→ **YOUR TASK**:
Present every line of the material as a Markdown table with two columns, No. and Text, numbering each row and leaving out blank lines.

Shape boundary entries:

********

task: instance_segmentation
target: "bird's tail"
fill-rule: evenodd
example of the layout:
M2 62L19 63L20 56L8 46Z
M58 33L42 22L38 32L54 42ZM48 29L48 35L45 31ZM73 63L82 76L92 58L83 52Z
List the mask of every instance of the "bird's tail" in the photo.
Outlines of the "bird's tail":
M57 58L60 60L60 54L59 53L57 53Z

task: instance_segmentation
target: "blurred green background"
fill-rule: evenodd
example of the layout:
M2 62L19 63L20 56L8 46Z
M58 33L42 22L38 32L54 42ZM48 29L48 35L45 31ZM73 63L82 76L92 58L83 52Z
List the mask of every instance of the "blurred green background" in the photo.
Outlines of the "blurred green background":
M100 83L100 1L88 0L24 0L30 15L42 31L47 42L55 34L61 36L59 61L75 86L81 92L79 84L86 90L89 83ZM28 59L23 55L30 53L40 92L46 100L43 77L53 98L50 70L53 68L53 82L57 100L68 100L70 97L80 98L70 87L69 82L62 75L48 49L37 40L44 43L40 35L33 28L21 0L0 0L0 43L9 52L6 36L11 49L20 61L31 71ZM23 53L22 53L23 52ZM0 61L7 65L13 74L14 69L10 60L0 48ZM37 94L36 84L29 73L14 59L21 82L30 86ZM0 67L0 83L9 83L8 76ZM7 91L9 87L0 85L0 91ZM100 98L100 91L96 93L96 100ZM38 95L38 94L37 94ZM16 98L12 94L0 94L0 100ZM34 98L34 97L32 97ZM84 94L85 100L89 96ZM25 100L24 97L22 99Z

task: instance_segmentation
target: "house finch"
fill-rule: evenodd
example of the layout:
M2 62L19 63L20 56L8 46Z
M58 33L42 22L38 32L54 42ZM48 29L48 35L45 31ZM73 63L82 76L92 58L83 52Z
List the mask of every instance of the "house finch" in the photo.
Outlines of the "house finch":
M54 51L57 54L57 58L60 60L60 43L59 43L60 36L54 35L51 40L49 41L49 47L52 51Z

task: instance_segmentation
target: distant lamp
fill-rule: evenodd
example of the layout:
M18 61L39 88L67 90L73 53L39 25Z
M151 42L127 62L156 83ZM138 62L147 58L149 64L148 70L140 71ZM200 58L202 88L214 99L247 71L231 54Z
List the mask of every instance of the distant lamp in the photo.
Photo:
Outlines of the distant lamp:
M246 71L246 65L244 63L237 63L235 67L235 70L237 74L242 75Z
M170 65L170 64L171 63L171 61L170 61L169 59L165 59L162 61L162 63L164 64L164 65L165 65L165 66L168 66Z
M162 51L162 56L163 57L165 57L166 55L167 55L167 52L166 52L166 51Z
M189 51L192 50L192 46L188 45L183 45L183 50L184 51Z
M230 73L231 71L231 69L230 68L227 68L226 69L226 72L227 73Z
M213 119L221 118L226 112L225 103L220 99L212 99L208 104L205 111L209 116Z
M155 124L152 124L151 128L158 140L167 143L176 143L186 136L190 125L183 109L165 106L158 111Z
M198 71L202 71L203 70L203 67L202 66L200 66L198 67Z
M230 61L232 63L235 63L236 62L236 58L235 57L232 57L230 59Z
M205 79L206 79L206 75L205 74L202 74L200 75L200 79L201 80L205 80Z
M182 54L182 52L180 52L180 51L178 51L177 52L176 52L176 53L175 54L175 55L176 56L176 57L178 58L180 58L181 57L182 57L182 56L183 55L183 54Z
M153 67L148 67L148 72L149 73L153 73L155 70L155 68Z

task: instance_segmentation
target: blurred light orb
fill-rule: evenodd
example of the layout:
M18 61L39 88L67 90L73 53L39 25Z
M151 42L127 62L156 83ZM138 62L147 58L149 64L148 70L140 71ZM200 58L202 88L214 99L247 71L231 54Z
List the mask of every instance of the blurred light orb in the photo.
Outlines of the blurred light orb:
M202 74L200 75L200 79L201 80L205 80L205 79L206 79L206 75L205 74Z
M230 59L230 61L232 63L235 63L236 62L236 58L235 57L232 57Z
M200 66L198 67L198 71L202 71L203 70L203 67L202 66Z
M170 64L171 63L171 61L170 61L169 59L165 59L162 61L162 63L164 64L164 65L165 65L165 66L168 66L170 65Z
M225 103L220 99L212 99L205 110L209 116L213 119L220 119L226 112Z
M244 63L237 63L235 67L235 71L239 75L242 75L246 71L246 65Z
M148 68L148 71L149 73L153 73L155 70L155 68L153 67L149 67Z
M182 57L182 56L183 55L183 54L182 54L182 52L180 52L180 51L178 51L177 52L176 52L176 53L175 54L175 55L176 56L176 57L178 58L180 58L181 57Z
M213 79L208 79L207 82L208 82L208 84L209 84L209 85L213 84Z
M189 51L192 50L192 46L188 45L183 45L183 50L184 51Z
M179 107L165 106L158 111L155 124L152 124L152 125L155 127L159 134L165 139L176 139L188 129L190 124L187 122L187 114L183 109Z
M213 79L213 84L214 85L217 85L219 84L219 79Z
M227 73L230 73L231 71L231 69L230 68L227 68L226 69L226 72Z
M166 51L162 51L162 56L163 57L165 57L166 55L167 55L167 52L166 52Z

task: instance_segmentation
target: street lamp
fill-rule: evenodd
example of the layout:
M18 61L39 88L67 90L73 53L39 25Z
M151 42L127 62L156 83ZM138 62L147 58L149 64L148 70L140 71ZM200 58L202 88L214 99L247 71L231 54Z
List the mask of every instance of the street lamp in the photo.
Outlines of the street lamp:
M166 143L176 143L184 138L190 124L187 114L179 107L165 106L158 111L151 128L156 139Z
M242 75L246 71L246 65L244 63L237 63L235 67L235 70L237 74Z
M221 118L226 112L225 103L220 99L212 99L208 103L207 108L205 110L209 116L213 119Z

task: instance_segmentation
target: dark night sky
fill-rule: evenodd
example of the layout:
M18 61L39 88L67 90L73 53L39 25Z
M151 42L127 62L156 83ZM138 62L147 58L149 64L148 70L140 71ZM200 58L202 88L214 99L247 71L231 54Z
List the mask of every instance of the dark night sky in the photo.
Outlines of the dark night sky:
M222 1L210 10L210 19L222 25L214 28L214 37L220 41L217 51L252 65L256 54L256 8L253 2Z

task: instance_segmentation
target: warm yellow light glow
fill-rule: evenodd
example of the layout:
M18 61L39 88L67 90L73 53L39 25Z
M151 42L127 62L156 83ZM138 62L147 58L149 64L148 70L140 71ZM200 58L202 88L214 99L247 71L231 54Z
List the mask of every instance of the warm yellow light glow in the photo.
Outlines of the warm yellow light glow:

********

→ **EXERCISE SOLUTION**:
| No. | Text |
|---|---|
| 1 | task: instance_segmentation |
| 2 | target: "bird's tail" |
| 3 | fill-rule: evenodd |
| 4 | example of the layout: |
| 5 | M2 62L19 63L20 56L8 46Z |
| 6 | M58 33L42 22L38 32L54 42ZM48 29L48 35L45 31ZM73 63L82 76L92 58L83 52Z |
| 7 | List the mask of every instance of the "bird's tail" in the photo. |
| 8 | Outlines of the "bird's tail": |
| 9 | M57 58L60 60L60 54L59 53L57 53Z |
| 10 | task: instance_segmentation |
| 11 | target: "blurred green background" |
| 12 | fill-rule: evenodd |
| 13 | example of the layout: |
| 14 | M2 62L19 63L20 56L8 46Z |
| 15 | M58 33L42 22L38 32L54 42ZM48 29L48 35L45 31ZM73 63L82 76L92 58L83 52Z |
| 16 | List the mask of every instance of the "blurred green background" in the photo. |
| 17 | Outlines of the "blurred green background": |
| 18 | M100 83L100 1L88 0L24 0L30 15L42 31L47 42L55 34L61 36L59 61L75 86L81 92L79 84L86 90L89 83ZM28 59L23 55L30 53L40 92L46 100L43 77L53 98L50 70L53 68L53 82L57 100L68 100L70 97L80 98L70 87L69 82L62 75L48 49L37 40L44 43L40 35L33 28L21 0L0 0L0 43L9 52L6 36L11 49L20 61L31 71ZM23 53L22 53L23 52ZM0 61L7 65L13 74L14 69L10 60L0 48ZM37 94L36 84L29 73L14 59L21 82L30 86ZM0 67L0 83L9 83L8 76ZM7 91L9 87L0 85L0 91ZM100 98L100 91L96 93L96 100ZM38 95L38 94L37 94ZM16 98L12 94L0 94L0 100ZM34 98L34 97L32 97ZM84 94L85 100L89 96ZM25 100L24 97L22 99Z |
| 19 | task: instance_segmentation |
| 20 | target: "house finch" |
| 21 | fill-rule: evenodd |
| 22 | example of the layout: |
| 23 | M2 62L19 63L20 56L8 46Z |
| 24 | M58 33L42 22L38 32L54 42ZM48 29L48 35L45 31ZM73 63L82 76L92 58L83 52Z |
| 25 | List the mask of every instance of the "house finch" in the photo. |
| 26 | Outlines of the "house finch": |
| 27 | M54 51L57 54L57 58L60 60L60 43L59 43L60 36L54 35L51 40L49 41L49 47L52 51Z |
| 28 | task: instance_segmentation |
| 29 | target: distant lamp |
| 30 | fill-rule: evenodd |
| 31 | example of the layout: |
| 32 | M18 61L39 88L67 90L73 53L39 25Z |
| 33 | M151 42L127 62L156 83ZM138 62L147 58L149 64L148 70L140 71ZM200 58L202 88L214 99L247 71L231 54Z |
| 34 | List the mask of every instance of the distant lamp in the photo. |
| 35 | Photo: |
| 36 | Outlines of the distant lamp: |
| 37 | M246 71L246 65L244 63L237 63L235 67L235 70L237 74L242 75Z |
| 38 | M170 65L170 64L171 63L171 61L170 61L169 59L165 59L162 61L162 63L164 64L164 65L165 65L165 66L168 66Z |
| 39 | M162 51L162 56L163 57L165 57L166 55L167 55L167 52L166 52L166 51Z |
| 40 | M189 51L192 50L192 46L188 45L183 45L183 50L184 51Z |
| 41 | M230 73L231 71L231 69L230 68L227 68L226 69L226 72L227 73Z |
| 42 | M213 119L221 118L226 112L225 103L220 99L212 99L208 104L205 111L209 116Z |
| 43 | M155 124L152 124L151 128L158 140L167 143L176 143L186 136L190 125L183 109L165 106L158 111Z |
| 44 | M198 71L202 71L203 70L203 67L202 66L200 66L198 67Z |
| 45 | M230 61L232 63L235 63L236 62L236 58L235 57L232 57L230 59Z |
| 46 | M205 79L206 79L206 75L205 74L202 74L200 75L200 79L201 80L205 80Z |
| 47 | M182 54L182 52L180 52L180 51L178 51L177 52L176 52L176 53L175 54L175 55L176 56L176 57L178 58L180 58L181 57L182 57L182 56L183 55L183 54Z |
| 48 | M153 67L148 67L148 72L149 73L153 73L155 70L155 68Z |
| 49 | task: instance_segmentation |
| 50 | target: blurred light orb |
| 51 | fill-rule: evenodd |
| 52 | example of the layout: |
| 53 | M18 61L39 88L67 90L73 53L39 25Z |
| 54 | M151 42L127 62L156 83ZM138 62L147 58L149 64L148 70L140 71ZM200 58L202 88L214 99L247 71L231 54Z |
| 55 | List the mask of every instance of the blurred light orb in the photo. |
| 56 | Outlines of the blurred light orb: |
| 57 | M202 74L200 75L200 79L201 80L205 80L205 79L206 79L206 75L205 74Z |
| 58 | M230 59L230 61L232 63L235 63L236 62L236 58L235 57L232 57Z |
| 59 | M200 66L198 67L198 71L202 71L203 70L203 67L202 66Z |
| 60 | M170 64L171 63L171 61L170 61L169 59L165 59L162 61L162 63L164 64L164 65L165 65L165 66L168 66L170 65Z |
| 61 | M225 103L220 99L212 99L205 110L209 116L213 119L220 119L226 112Z |
| 62 | M244 63L237 63L235 67L235 71L239 75L242 75L246 71L246 65Z |
| 63 | M148 68L148 71L149 73L153 73L155 70L155 68L153 67L149 67Z |
| 64 | M182 57L182 56L183 55L183 54L182 54L182 52L180 52L180 51L178 51L177 52L176 52L176 53L175 54L175 55L176 56L176 57L178 58L180 58L181 57Z |
| 65 | M213 79L208 79L207 82L208 82L208 84L209 84L209 85L213 84Z |
| 66 | M189 51L192 50L192 46L188 45L183 45L183 50L184 51Z |
| 67 | M179 107L165 106L158 111L155 124L152 124L152 125L155 127L159 134L165 139L176 139L188 129L190 124L187 122L187 114L183 109Z |
| 68 | M213 79L213 84L214 85L217 85L219 84L219 79Z |
| 69 | M227 73L230 73L231 71L231 69L230 68L227 68L226 69L226 72Z |
| 70 | M166 51L162 51L162 56L163 57L165 57L166 55L167 55L167 52L166 52Z |
| 71 | task: instance_segmentation |
| 72 | target: street lamp |
| 73 | fill-rule: evenodd |
| 74 | example of the layout: |
| 75 | M18 61L39 88L67 90L73 53L39 25Z |
| 76 | M151 42L127 62L156 83ZM138 62L147 58L149 64L148 70L140 71ZM200 58L202 88L214 99L247 71L231 54Z |
| 77 | List the mask of every instance of the street lamp in the photo. |
| 78 | Outlines of the street lamp: |
| 79 | M166 143L176 143L184 138L190 124L187 114L179 107L165 106L158 111L151 128L156 139Z |
| 80 | M242 75L246 71L246 65L244 63L237 63L235 67L235 70L237 74Z |
| 81 | M221 118L226 112L225 103L220 99L212 99L208 103L207 108L205 110L209 116L213 119Z |
| 82 | task: instance_segmentation |
| 83 | target: dark night sky |
| 84 | fill-rule: evenodd |
| 85 | example of the layout: |
| 86 | M18 61L39 88L67 90L73 53L39 25Z |
| 87 | M151 42L127 62L156 83ZM138 62L147 58L149 64L148 70L140 71ZM200 58L202 88L214 99L247 71L231 54Z |
| 88 | List the mask of every instance of the dark night sky in the photo. |
| 89 | Outlines of the dark night sky: |
| 90 | M222 1L210 10L210 19L222 25L214 28L214 37L220 41L217 51L252 65L256 54L256 8L253 2Z |
| 91 | task: instance_segmentation |
| 92 | target: warm yellow light glow |
| 93 | fill-rule: evenodd |
| 94 | example of the layout: |
| 95 | M18 61L39 88L67 90L73 53L39 25Z |
| 96 | M151 42L127 62L156 83ZM138 62L147 58L149 64L148 70L140 71ZM200 58L202 88L214 99L247 71L231 54Z |
| 97 | List the mask of every instance of the warm yellow light glow in the photo. |
| 98 | Outlines of the warm yellow light glow: |